━━━━━ Passage given ━━━━━
If you want to see what a bare operating system looks like, though, check out one of these operating systems’ source code: FreeBSD, NetBSD, OpenBSD. Each of them in their version control systems has the complete operating system, which is much more than just a kernel. You can then, should you want, figure out exactly what packages on a typical GNU/Linux system take the place of the remainder of the operating system. It’d be an interesting exercise in learning—if learning is truly what you’re after, and not just argument.
Corfy 30th September 2009
So why do we stop there? Considering that many apps are online and require a web browser, why doesn’t anyone argue that we should call it, for example, GNU/Linux/X/KDE/Firefox?
Michael Trausch 30th September 2009
Why do we stop where, at the border of the core system? Because that is where the border is.
Generally speaking, an operating system is something which has one (very complex) job: it must manage software programs that are competing for resources. Once upon a time we had many operating systems that were single-task, single-thread operating systems (think along the lines of the MS-DOS or ProDOS model). These operating systems would have their API in memory, typically as well-known assembly entrypoints or parameters to a well-known software interrupt hooked by the operating system. We know this, because we have history to show it to us. If we don’t look at that, we can take a look at the FreeDOS kernel to see just how that’s done.
In the case of simple systems, such as FreeDOS or MS-DOS, the line is very clear; the OS is in memory after the system is booted, and all application software must be loaded. In the case of DOS, the OS would even flush the shell out of memory if the application needed the memory that the shell took (this is what happened when you would receive the message “Please insert disk with COMMAND.COM” (or whatever filename was the SHELL as configured in CONFIG.SYS). Of course, that was never seen by users of DOS that ran DOS from a hard disk, either, but if you used DOS without hard disks you’ve probably seen that message before.
━━━━━ Entries provided ━━━━━
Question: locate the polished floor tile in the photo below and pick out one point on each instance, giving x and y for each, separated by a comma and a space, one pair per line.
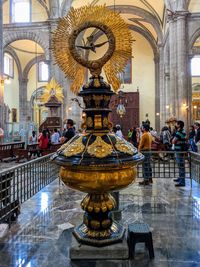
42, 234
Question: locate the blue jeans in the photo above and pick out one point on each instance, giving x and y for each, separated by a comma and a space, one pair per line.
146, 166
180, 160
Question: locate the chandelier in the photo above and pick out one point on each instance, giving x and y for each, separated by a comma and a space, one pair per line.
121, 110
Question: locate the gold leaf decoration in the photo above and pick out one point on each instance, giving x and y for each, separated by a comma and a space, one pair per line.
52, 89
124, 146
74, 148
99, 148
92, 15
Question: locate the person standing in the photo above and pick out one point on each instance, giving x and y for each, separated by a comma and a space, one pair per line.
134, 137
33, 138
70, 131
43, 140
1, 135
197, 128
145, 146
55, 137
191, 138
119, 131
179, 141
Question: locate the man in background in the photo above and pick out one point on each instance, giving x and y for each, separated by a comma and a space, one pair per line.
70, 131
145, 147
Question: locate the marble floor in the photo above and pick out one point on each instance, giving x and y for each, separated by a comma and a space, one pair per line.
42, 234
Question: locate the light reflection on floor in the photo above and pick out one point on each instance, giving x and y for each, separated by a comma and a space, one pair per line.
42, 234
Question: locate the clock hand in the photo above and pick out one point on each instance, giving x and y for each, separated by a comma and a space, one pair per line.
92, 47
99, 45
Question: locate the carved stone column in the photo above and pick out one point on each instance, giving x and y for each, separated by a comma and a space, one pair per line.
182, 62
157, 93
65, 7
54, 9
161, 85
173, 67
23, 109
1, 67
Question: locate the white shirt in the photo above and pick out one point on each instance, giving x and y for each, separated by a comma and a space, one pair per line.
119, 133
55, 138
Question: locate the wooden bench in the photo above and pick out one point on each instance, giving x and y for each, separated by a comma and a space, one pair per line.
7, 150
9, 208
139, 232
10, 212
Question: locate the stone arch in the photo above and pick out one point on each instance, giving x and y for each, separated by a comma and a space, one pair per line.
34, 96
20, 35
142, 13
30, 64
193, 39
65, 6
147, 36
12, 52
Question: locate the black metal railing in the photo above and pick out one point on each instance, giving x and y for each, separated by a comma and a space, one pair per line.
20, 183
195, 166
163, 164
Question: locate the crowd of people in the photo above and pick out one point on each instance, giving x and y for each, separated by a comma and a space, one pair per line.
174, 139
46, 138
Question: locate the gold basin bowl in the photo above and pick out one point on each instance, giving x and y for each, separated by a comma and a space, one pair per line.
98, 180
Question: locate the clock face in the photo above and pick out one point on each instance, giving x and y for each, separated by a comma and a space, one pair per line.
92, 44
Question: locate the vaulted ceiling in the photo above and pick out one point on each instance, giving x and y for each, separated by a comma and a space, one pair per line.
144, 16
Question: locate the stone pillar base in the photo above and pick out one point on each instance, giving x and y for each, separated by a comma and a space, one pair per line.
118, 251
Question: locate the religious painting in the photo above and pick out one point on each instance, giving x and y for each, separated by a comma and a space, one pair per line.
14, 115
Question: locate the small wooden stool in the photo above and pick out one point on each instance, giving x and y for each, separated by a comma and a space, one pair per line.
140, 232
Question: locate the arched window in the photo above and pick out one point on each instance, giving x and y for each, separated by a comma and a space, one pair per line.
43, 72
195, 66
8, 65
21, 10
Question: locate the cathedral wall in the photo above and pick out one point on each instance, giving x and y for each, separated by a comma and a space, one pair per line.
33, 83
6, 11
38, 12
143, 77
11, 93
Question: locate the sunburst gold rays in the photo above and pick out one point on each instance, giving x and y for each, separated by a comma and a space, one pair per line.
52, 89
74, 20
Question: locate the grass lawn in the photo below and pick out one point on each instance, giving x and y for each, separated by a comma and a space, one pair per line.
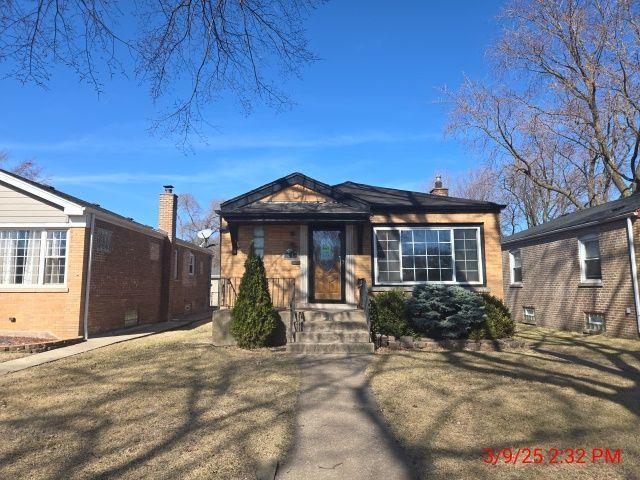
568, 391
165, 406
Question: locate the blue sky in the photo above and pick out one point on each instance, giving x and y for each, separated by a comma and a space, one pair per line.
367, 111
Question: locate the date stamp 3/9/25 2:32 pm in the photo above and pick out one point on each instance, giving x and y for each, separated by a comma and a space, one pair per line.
━━━━━
» **Problem set**
a) In the operating systems discussion, why would a DOS user get the message "Please insert disk with COMMAND.COM"? Answer in one to three sentences.
b) Can you write the next part of the operating systems discussion, picking up after its last sentence?
The entries play no part in what follows.

» **Responses to the exercise**
a) DOS would flush the shell out of memory if an application needed the memory that the shell took. The message appeared when that had happened.

b)
Now, we can say with certainty that was the operating system. Why is it certain? Because the architecture of DOS is well-known. In the Microsoft version, you had a bootloader program that would check the disk for IO.SYS, and if it was found, it would load it and start running it (and it would load MSDOS.SYS, at least until the point that DOS 7 decided that only IO.SYS was necessary). To compare, with FreeDOS, you have KERNEL.SYS, and it can be a regular file (it doesn’t have to be specially-placed on the disk like legacy DOS required with the SYS command). When the DOS system boots up, the entire operating system—tiny little thing that it is—is in system memory (“high memory” if you’re lucky). The only thing outside of the kernel that is part of the operating system is the shell.
Nowadays, the job is a bit more complex. At one point, there were people around who were willing to argue that if it’s not loaded at the time of IPL, like DOS and CP/M were, it’s not part of the operating system. By that definition, that would mean that kernel modules aren’t part of the operating system’s kernel even, despite being linked into the kernel at runtime. Oops. That is obviously incorrect, because anything that links with the kernel is by definition part of the operating system at the kernel level.
To compare with a system like Ubuntu (though this whole process can be completely different if not running GNU/Linux, because clearly most of this process requires the userland to be functional): The bootloader loads the kernel (and, most of the time these days, and initial RAM disk for it to use to boot up, with—you guessed it—a miniature operating system on it). The kernel looks for it’s init process (or in the event of an initrd, /linuxrc or something, I think, but am not sure) and starts it. If the init process dies, the kernel panics. If the init process cannot be started, the kernel panics. The kernel cannot, will not function without an init process.
Now, most init programs use shell scripts to configure the init system and to tell init how to provide services to make the kernel useful. That means that in a Unix-like system that works just like Unix, the shell that the init scripts depend on is part of the operating system. The utilities that the init system uses to work with the kernel (maybe indirectly, such as in the case of most Linux-based init systems) and configure things at the level of the kernel are also part of the operating system.
Can they be replaced? Hell, yes they can. Ubuntu now is different from the first version of Ubuntu—not only because it’s newer, since that’s obvious—but because it uses an entirely different infrastructure than it used to. Instead of sysvinit, it now uses upstart (which pulls Python and a fair number of other things). It makes the operating system larger; perhaps so large that people are no longer comfortable calling them operating systems.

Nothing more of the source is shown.